Re: [Xmldatadumps-l] [Wikitech-l] Suggested file format of new incremental dumps

10 Jul 2013

On Mon, Jul 8, 2013 at 6:53 AM, Randall Farmer &lt;randall(a)wawd.com&gt; wrote:

...
   Keeping the
dumps in a text-based format doesn't make sense, because  that can't be
updated efficiently, which is the whole reason for the new
 dumps.

 First, glad to see there's motion here.

 It's definitely true that recompressing the entire history to .bz2 or .7z
 goes very, very slowly. Also, I don't know of an existing tool that lets
 you just insert new data here and there without compressing all of the
 unchanged data as well. Those point towards some sort of format change.

 I'm not sure a new format has to be sparse or indexed to get around those
 two big problems.

 For full-history dumps, delta coding (or the related idea of long-range
 redundancy compression) runs faster than bzip2 or 7z and produces good
 compression ratios on full-history dumps, based on some
tests<https://www.mediawiki.org/wiki/Dbzip2#rzip_and_xdelta3>
 . (I'm going to focus mostly on full-history dumps here because they're
 the hard case and one Ariel said is currently painful--not everything here
 will apply to latest-revs dumps.)

 For inserting data, you do seemingly need to break the file up into
 independently-compressed sections containing just one page's revision
 history or a fragment of it, so you can add new diff(s) to a page's
 revision history without decompressing and recompressing the previous
 revisions. (Removing previously-dumped revisions is another story, but it's
 rarer.) You'd be in new territory just doing that; I don't know of existing
 compression tools that really allow that.

 You could do those two things, though, while still keeping full-history
 dumps a once-every-so-often batch process that produces a sorted file. The
 time to rewrite the file, stripped of the big compression steps, could be
 bearable--a disk can read or write about 100 MB/s, so just copying the 70G
 of the .7z enwiki dumps is well under an hour; if the part bound by CPU and
 other steps is smallish, you're OK.

# WHAT YOU WILL DO
Copy word for word the stretch of the dump-format post from "Keeping the" through "of format change.". The entries come from a different source than the dump-format post.

# RAW DATA
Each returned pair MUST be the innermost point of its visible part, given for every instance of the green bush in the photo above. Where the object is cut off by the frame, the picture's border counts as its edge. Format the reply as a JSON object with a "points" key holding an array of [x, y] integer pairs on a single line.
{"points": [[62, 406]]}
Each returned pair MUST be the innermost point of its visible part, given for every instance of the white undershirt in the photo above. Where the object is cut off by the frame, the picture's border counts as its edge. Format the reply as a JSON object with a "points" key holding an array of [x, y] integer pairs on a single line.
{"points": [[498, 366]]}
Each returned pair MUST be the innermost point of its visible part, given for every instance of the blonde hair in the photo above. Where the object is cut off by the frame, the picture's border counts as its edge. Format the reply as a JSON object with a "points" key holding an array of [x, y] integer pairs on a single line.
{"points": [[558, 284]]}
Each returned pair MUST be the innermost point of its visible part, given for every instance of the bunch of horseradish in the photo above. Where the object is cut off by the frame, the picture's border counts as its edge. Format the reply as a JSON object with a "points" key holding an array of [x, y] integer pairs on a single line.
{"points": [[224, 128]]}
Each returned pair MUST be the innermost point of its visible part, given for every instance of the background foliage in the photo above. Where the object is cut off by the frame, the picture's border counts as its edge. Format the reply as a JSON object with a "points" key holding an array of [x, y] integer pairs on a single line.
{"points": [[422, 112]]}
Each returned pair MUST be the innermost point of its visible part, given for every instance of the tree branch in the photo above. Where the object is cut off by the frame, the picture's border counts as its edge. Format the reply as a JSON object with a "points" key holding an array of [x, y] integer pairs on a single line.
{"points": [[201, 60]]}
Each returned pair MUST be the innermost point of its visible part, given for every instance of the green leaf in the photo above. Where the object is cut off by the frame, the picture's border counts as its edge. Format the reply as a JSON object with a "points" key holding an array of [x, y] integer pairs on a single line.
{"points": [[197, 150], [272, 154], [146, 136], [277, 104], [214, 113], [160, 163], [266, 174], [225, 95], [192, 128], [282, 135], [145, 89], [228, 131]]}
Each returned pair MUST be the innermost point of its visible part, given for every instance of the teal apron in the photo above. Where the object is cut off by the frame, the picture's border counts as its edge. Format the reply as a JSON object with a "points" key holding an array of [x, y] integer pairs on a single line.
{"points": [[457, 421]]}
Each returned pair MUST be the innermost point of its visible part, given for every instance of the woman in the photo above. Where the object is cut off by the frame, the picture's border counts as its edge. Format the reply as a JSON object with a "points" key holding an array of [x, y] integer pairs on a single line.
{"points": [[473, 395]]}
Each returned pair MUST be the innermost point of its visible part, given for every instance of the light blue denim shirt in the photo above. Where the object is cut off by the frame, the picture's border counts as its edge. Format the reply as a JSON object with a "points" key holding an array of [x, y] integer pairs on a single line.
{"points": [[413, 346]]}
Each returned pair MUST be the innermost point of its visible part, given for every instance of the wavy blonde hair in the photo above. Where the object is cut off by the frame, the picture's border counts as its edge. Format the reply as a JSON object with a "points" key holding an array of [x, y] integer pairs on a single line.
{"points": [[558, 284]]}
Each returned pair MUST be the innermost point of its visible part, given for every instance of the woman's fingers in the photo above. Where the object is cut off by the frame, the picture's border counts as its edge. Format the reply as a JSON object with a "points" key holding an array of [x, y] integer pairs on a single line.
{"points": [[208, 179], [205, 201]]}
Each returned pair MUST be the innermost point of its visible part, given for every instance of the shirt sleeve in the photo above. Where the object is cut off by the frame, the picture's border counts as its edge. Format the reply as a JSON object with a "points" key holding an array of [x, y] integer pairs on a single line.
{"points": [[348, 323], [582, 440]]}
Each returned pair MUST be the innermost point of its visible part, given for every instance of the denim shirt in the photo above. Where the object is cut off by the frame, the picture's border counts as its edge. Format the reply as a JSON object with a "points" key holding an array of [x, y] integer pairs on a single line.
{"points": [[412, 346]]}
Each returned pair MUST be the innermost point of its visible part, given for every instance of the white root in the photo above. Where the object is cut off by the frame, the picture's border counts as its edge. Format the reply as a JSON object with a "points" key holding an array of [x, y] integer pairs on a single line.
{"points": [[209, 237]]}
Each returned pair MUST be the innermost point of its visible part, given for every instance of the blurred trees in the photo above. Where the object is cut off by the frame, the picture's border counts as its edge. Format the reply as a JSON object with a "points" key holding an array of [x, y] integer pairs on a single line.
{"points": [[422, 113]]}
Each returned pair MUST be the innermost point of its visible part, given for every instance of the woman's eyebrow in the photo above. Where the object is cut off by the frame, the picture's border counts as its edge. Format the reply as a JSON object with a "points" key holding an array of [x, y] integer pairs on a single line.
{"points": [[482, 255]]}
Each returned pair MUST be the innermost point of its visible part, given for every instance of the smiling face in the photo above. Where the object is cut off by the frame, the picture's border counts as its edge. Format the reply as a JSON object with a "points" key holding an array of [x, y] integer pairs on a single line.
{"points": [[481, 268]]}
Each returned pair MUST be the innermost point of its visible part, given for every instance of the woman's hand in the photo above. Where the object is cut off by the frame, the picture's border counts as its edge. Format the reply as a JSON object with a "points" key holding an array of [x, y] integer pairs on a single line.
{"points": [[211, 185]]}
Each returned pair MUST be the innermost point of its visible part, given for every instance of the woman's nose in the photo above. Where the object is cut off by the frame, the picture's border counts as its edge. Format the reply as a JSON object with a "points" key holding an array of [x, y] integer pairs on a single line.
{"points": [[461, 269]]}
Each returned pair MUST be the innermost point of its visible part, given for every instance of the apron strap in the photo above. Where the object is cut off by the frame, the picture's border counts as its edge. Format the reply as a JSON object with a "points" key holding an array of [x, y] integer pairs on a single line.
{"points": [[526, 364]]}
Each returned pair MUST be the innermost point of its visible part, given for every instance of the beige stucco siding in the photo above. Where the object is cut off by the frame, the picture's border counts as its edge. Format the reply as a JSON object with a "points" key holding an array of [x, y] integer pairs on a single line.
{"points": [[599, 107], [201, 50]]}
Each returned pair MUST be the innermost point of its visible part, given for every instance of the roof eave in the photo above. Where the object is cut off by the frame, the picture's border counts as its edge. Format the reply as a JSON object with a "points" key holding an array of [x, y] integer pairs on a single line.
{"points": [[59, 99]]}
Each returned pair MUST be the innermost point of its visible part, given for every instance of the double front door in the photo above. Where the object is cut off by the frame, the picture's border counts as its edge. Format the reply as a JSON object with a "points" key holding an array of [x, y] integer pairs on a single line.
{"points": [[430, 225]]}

# EXERCISE ANSWER
Keeping the
dumps in a text-based format doesn't make sense, because  that can't be
updated efficiently, which is the whole reason for the new
 dumps.

 First, glad to see there's motion here.

 It's definitely true that recompressing the entire history to .bz2 or .7z
 goes very, very slowly. Also, I don't know of an existing tool that lets
 you just insert new data here and there without compressing all of the
 unchanged data as well. Those point towards some sort of format change.